__Qué hacer__.
Según el texto sobre la reunión de las víctimas con Juan José Omella, ¿por qué el cardenal quedó impactado? Explícalo en una o dos oraciones.

__Fragmento del texto__.
────────────────
No hubo tensión. Sí recriminaciones. No al cardenal, sino al proceder de la Iglesia por mirar para otro lado, por no actuar, por revictimizar con falta de decoro. “Nos hemos sentido escuchados”, admitía en público Ana Cristina Cuevas, portavoz de la Infancia Robada, tras la reunión de tres horas y media que mantuvieron quince víctimas de la plataforma con el presidente de la Conferencia Episcopal, Juan José Omella.
El purpurado abrió el turno de palabra. Para acoger. Con el perdón por delante. Y para escuchar. Uno a uno. Cada uno de los participantes compartió su calvario. El sufrido por parte de los depredadores que abusaron de ellos o de sus familiares. Hermanos o hijo. El padecido después por las sospechas generadas ante sus denuncias, cuando no ataques por algunos eclesiásticos.
Ellos hablaban. Y lloraban. Unos, en tono de absoluta derrota. Otros, con más beligerancia por las heridas que todavía supuran y se expresan desde el grito. Omella apuntaba. Y empatizaba. Así lo comparten algunas de las víctimas a Vida Nueva, que percibieron la cercanía del purpurado desde que les recibió en el descansillo de la sede de la Conferencia Episcopal a cada uno de los gestos y detalles que tuvo en la sala del primer piso donde discurrió el encuentro.
Alguno de los presentes llega a definir la cita como una auténtica “catarsis”. Como un punto de inflexión sanador para quienes llegaban con sus reivindicaciones y su dolor en una mochila que pesa demasiado. No se encontraron con un clérigo que se posicionaba frente a ellos, sino con un pastor que se sentaba a su lado. Un hombre impactado. No porque no se hubiera encontrado antes con testimonios de menores vejados, pero sí uno detrás de otro en un mismo encuentro.
────────────────
__Ítems mostrados__.
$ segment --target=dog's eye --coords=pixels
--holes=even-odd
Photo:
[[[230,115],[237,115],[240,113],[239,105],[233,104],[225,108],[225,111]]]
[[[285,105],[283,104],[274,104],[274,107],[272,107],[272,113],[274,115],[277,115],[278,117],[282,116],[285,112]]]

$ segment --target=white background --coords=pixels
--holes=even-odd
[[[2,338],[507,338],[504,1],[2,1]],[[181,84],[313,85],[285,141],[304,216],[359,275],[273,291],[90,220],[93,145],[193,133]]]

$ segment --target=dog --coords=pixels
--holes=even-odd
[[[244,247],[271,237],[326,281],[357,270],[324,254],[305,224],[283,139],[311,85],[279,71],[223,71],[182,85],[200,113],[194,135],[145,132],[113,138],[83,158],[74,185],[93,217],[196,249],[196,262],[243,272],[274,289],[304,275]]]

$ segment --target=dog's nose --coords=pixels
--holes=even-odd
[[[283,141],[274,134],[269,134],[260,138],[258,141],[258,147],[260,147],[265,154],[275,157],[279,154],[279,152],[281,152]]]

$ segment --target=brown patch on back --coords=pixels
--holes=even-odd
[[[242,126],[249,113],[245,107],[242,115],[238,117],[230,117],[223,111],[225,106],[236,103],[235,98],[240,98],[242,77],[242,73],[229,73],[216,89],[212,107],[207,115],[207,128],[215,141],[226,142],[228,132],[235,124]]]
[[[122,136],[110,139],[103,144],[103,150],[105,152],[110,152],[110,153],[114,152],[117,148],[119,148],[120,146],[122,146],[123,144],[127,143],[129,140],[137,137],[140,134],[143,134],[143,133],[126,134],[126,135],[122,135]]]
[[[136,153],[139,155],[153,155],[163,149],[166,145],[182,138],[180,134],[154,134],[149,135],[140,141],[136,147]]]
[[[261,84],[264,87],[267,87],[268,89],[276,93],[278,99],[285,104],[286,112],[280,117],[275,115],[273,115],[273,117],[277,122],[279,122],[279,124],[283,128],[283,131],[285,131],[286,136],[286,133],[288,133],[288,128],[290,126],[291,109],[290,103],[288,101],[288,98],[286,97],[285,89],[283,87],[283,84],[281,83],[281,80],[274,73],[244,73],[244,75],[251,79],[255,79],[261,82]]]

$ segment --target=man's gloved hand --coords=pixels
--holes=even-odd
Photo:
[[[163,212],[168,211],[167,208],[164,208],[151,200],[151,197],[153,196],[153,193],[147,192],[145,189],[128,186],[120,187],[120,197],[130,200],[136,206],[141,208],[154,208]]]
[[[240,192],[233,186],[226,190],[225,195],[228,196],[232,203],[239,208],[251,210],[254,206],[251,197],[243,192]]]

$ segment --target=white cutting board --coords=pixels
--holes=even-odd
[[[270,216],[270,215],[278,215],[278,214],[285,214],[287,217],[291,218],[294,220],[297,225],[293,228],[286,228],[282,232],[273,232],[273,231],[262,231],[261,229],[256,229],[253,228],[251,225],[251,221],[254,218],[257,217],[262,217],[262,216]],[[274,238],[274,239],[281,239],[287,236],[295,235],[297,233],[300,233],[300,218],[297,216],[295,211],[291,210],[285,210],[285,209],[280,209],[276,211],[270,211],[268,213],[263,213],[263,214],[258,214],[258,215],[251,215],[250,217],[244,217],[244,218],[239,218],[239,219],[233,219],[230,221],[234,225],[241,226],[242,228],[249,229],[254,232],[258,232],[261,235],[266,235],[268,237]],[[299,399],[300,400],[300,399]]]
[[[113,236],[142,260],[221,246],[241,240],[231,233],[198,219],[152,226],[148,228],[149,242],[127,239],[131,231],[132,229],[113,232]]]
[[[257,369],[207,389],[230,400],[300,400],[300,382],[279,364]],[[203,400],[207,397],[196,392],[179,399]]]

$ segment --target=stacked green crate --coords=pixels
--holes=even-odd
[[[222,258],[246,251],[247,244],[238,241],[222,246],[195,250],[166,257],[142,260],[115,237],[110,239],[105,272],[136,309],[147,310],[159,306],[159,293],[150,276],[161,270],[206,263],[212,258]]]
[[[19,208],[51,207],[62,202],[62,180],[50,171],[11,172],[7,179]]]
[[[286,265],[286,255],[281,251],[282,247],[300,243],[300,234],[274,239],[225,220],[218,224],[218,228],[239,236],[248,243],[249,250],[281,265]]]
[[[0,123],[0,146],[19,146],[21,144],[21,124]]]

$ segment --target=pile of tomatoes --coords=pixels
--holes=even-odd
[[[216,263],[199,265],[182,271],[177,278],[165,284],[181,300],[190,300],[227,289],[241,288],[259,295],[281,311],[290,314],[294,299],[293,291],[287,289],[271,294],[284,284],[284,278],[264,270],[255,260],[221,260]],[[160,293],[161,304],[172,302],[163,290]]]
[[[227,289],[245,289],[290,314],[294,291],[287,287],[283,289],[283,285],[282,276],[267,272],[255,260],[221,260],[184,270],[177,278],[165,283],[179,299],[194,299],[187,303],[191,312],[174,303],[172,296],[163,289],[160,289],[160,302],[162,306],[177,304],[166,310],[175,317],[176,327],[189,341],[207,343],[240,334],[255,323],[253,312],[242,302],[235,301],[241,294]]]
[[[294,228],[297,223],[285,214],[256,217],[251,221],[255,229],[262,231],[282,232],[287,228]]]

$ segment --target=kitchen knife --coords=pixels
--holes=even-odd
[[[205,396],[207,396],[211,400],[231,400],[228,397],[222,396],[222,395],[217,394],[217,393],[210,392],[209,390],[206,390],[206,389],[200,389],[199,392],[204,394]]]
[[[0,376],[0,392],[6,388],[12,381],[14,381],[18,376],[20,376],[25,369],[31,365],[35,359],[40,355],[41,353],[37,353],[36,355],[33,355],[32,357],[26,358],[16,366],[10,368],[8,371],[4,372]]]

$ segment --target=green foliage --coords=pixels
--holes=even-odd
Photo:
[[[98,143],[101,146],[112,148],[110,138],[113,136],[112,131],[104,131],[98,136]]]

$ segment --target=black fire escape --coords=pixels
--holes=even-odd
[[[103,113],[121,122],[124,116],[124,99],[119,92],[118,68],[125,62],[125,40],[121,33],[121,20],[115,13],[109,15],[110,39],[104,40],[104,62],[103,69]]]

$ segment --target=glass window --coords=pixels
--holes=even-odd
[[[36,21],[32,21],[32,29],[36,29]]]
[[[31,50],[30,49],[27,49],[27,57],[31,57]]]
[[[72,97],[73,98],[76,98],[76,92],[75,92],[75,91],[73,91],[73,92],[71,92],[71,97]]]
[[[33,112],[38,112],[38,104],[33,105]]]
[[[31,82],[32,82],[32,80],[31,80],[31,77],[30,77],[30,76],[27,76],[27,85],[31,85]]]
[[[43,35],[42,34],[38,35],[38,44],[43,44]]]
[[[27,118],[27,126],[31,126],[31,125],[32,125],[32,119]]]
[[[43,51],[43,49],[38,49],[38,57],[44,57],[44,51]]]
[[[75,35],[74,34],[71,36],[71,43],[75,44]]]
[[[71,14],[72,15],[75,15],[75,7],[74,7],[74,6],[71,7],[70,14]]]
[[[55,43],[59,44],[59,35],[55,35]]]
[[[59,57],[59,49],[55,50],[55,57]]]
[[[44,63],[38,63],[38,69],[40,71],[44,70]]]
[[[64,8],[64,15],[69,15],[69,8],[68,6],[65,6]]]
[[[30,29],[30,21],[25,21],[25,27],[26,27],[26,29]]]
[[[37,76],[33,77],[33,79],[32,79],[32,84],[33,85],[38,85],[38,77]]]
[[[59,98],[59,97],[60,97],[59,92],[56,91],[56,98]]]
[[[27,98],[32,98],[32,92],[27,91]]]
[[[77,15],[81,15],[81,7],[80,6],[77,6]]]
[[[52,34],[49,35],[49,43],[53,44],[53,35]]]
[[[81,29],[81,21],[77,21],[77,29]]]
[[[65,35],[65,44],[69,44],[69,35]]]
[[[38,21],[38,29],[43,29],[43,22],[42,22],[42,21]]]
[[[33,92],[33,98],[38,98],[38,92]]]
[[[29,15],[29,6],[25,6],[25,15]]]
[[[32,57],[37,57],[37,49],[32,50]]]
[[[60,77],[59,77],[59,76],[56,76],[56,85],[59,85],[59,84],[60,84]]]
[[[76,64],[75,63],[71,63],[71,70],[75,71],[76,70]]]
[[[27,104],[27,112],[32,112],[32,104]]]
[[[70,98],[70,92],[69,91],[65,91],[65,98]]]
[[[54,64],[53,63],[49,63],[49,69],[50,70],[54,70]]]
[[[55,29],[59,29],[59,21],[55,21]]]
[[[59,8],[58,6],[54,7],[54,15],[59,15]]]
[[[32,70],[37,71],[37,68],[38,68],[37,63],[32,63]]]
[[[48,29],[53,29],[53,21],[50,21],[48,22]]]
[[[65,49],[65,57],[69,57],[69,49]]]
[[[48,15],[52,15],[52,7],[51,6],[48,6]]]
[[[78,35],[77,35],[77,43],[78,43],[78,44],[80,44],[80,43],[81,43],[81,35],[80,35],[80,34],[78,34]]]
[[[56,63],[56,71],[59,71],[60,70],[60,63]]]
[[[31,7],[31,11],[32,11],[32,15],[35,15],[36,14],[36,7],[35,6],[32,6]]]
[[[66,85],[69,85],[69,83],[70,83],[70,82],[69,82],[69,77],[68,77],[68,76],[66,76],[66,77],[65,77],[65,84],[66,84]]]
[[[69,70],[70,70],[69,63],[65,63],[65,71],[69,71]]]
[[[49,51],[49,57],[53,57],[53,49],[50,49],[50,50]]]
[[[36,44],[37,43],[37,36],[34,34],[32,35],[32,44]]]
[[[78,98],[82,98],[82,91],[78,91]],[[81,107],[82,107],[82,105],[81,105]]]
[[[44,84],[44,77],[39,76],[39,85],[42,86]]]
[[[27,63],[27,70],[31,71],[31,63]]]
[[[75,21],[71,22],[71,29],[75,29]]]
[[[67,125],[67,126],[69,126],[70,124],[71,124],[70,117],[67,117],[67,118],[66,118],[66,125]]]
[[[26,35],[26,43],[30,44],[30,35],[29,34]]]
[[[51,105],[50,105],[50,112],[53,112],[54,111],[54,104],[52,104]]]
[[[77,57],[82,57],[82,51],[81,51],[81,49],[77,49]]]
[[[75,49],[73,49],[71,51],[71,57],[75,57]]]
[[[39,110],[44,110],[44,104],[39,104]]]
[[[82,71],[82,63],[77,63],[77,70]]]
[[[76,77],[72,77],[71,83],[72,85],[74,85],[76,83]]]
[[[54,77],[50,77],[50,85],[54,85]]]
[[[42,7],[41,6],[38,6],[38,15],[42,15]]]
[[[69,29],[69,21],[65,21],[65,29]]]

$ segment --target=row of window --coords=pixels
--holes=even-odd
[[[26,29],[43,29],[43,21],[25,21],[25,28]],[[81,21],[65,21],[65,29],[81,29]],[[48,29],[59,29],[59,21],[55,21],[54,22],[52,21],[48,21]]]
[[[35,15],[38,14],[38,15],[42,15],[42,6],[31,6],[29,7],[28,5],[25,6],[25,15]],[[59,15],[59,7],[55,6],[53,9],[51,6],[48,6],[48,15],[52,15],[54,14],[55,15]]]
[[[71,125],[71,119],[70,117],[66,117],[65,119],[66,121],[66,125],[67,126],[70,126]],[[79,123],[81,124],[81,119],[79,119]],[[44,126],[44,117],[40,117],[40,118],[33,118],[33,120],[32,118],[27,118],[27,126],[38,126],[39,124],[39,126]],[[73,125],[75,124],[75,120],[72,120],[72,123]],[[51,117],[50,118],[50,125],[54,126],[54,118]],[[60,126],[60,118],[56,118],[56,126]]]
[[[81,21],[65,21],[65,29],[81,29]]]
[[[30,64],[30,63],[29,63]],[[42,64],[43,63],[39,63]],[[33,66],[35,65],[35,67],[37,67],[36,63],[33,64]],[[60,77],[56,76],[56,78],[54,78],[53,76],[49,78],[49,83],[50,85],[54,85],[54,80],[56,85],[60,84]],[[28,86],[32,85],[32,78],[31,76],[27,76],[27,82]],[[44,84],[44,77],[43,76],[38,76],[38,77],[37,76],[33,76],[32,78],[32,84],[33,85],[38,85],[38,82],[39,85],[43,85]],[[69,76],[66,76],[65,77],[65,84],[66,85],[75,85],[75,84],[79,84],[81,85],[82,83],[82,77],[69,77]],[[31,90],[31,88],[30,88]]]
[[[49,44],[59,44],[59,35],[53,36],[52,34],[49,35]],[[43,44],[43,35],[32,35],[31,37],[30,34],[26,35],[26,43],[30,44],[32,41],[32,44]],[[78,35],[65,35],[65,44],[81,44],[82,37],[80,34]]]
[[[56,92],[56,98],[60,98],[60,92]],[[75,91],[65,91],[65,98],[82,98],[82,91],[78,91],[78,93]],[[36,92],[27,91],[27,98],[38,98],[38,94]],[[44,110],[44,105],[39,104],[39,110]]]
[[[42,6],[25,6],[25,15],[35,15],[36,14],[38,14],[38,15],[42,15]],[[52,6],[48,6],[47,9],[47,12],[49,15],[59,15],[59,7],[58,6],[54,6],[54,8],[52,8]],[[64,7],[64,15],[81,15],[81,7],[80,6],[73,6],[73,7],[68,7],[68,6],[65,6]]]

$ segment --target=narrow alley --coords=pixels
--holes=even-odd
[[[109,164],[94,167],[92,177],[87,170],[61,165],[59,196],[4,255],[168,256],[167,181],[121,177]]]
────────────────
__Respuesta final__.
Quedó impactado no porque no hubiera conocido antes testimonios de menores vejados, sino porque esta vez los escuchó uno detrás de otro en un mismo encuentro.